EXERCISE GOAL →
Keep the pictures out of the copy and repeat the records exactly.

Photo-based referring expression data
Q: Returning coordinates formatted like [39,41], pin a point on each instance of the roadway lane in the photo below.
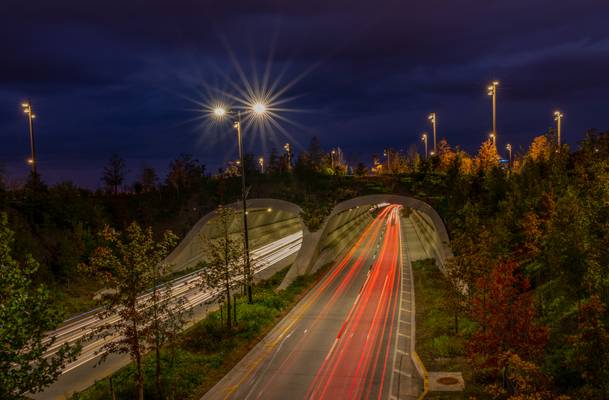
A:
[82,372]
[340,340]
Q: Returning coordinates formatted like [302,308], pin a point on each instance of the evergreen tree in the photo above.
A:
[127,263]
[25,318]
[223,268]
[114,173]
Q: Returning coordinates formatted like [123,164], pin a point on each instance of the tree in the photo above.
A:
[503,308]
[167,318]
[114,173]
[225,251]
[25,318]
[456,295]
[185,173]
[149,179]
[541,149]
[487,157]
[274,162]
[361,169]
[127,263]
[522,380]
[2,178]
[446,154]
[591,345]
[316,154]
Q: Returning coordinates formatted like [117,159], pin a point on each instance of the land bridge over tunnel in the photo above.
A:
[271,220]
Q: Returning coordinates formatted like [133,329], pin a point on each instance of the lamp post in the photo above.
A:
[433,119]
[258,109]
[493,138]
[424,139]
[29,111]
[288,150]
[386,154]
[558,118]
[492,91]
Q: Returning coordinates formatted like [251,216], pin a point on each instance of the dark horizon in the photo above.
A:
[126,79]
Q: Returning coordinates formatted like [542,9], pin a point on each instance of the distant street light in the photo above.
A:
[258,109]
[386,154]
[492,91]
[28,109]
[558,118]
[424,139]
[288,150]
[433,119]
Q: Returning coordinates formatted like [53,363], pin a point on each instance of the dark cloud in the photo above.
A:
[126,76]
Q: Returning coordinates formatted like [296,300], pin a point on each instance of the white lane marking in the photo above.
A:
[332,348]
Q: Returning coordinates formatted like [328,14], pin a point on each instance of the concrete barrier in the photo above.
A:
[435,232]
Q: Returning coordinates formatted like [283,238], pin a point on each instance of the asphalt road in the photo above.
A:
[83,371]
[341,340]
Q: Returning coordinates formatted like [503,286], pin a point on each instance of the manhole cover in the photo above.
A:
[447,380]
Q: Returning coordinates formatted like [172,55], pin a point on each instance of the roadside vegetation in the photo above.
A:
[530,238]
[205,352]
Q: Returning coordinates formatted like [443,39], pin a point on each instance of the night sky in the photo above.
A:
[131,77]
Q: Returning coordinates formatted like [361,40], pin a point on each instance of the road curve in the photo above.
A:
[339,341]
[188,286]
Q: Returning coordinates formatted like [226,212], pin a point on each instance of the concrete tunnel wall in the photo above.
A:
[428,222]
[263,226]
[339,229]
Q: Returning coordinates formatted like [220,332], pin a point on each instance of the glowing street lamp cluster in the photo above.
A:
[29,111]
[492,92]
[258,109]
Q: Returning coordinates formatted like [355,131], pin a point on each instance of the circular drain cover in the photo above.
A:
[447,380]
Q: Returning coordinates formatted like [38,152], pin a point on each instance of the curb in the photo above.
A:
[416,360]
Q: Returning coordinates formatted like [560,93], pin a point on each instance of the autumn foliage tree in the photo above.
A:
[487,157]
[127,263]
[25,319]
[591,345]
[540,149]
[503,308]
[223,268]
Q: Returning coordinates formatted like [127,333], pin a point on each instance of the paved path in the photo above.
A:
[349,337]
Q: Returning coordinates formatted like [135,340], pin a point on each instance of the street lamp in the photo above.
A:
[558,118]
[432,118]
[492,91]
[493,138]
[29,111]
[258,109]
[288,150]
[424,139]
[386,154]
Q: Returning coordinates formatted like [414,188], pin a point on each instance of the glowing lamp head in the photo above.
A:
[259,108]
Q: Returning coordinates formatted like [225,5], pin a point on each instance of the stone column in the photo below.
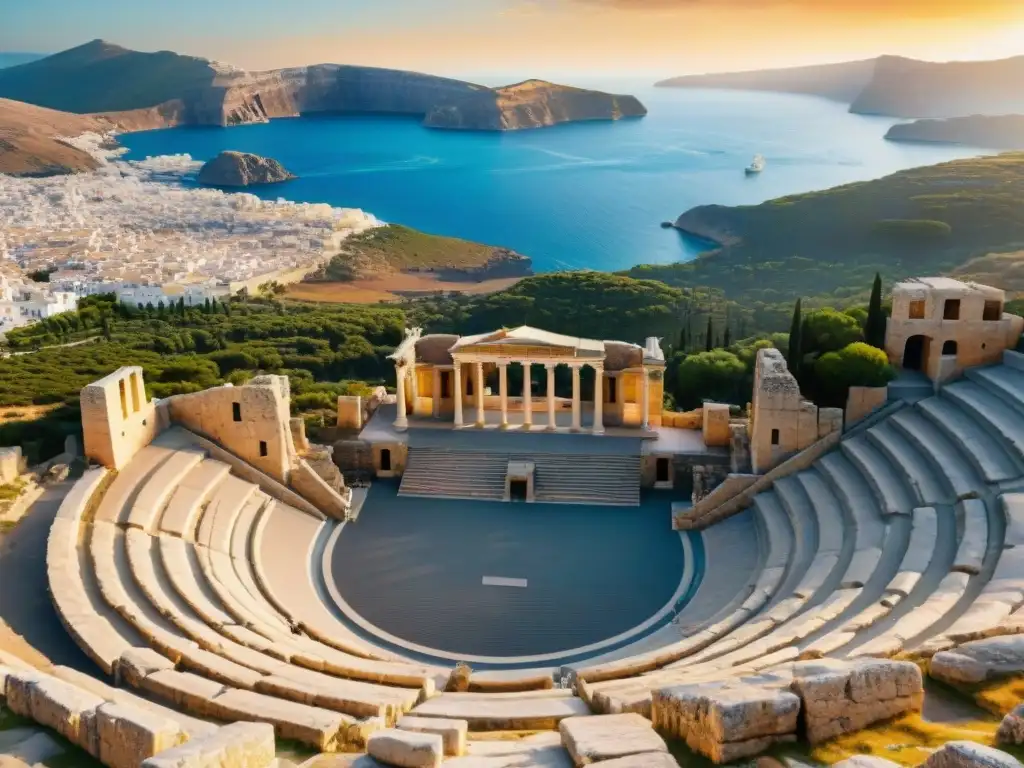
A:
[414,381]
[551,395]
[457,384]
[527,396]
[577,425]
[400,420]
[503,389]
[645,400]
[598,399]
[480,419]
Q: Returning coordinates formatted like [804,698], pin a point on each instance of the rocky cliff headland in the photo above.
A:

WRITTEN REPLY →
Q: Returning coordinates formatted like [39,41], pin a point on each instance of the roadway lane in the photo below.
A:
[82,372]
[340,340]
Q: Returning coordinates formatted like [302,308], pin a point on each instance of the evergreen tree in the photo above.
A:
[127,263]
[25,318]
[223,268]
[114,173]
Q: Returning coordinates formatted like [123,164], pin a point on each instance of the tree in the photo above.
A:
[503,308]
[167,318]
[114,173]
[225,251]
[25,318]
[456,295]
[185,173]
[149,179]
[541,149]
[487,157]
[274,162]
[361,169]
[127,263]
[522,380]
[2,178]
[446,154]
[591,345]
[316,154]
Q: Returning coordinates formatted like [117,159], pin a point on each instance of the land bridge over tunnel in the photo above.
A:
[271,220]
Q: Returning coordinates formatted like [133,329], pin a point on each instance of the lamp post in the photo above.
A:
[433,119]
[258,109]
[493,138]
[424,139]
[29,111]
[288,150]
[386,154]
[558,118]
[492,91]
Q: Returning coordinates formatted like [251,216], pin a point on each instance of the dark horizon in the photo above.
A:
[126,79]
Q: Returning coordinates formatted like [542,9], pin a point on each instance of the distant street light in the photo above.
A:
[258,109]
[386,154]
[492,91]
[28,109]
[558,118]
[424,139]
[288,150]
[433,119]
Q: Returning coordinates formatted like [53,363], pin a point on each instance of the dark cloud in the photo above.
A:
[126,76]
Q: Returning coordinates formatted like [296,300], pin a point on each instance of the white lane marking in the photo above.
A:
[332,348]
Q: Returning coordinates formatted like [328,14], pin a point on each instance of the concrete barrier in the photo above.
A:
[435,232]
Q: Returning coordinates formatted like [283,238], pin a point on each instance of the asphalt road in the photo above.
A:
[83,371]
[341,340]
Q: Returning coordinates formatted like [503,286], pin a point on each instance of the manhole cover in the photo above.
A:
[447,380]
Q: Returning coordinates formatted like [172,55], pin a point on each instance of the roadside vegetation in the photo above.
A:
[530,238]
[205,352]
Q: Returning coordinates formatted like [443,39], pin a point on each instance of the night sky in the photo above.
A:
[131,77]
Q: Returning coordinates formatted like [361,40], pin a point on each instance of the road curve in the photo above.
A:
[339,341]
[188,286]
Q: Returning coordinates formatted like [226,212], pin a point on each instance of the concrete tunnel wall in the photo above.
A:
[428,222]
[263,226]
[339,229]
Q: Returning coordinates formatted like [220,332], pin a point on each instance of the glowing street lamp cluster in the photo above.
A:
[29,111]
[492,92]
[258,109]
Q: Returning coordinates formatted like [355,131], pin a point on each instance of the circular drain cover in the photo above.
A:
[447,380]
Q: Returning coordinates formatted like [38,152], pin a point on each instance of the curb in the photo above.
A:
[416,360]
Q: Returning coordinates formatted like [560,93], pin a point on each instance of the autumn foliage tree in the photo above.
A:
[487,157]
[127,263]
[25,319]
[591,345]
[540,149]
[503,308]
[223,268]
Q: Returning coordinates formatted like [127,333], pin a point on each instance of the paved path in the photo above.
A:
[349,337]
Q: Returning coordinates formatted like [135,340], pin a point on each instance of the street lamp in the photo above.
A:
[558,118]
[432,118]
[492,91]
[493,138]
[29,111]
[258,109]
[288,150]
[424,139]
[386,154]
Q: Returning coordinates formatted like [414,188], pin a point on each instance of the glowing lamp head in the photo above.
A:
[259,108]
Q: Returning coordinates formatted like [225,5], pin a point on each instance of the stone column in the photo below.
A:
[414,381]
[551,395]
[457,384]
[527,396]
[577,425]
[400,420]
[503,389]
[645,400]
[598,399]
[480,419]
Q: Returning coordinates formatted like [804,698], pin a point on each instance of the rocky cliff headland in the photo above.
A:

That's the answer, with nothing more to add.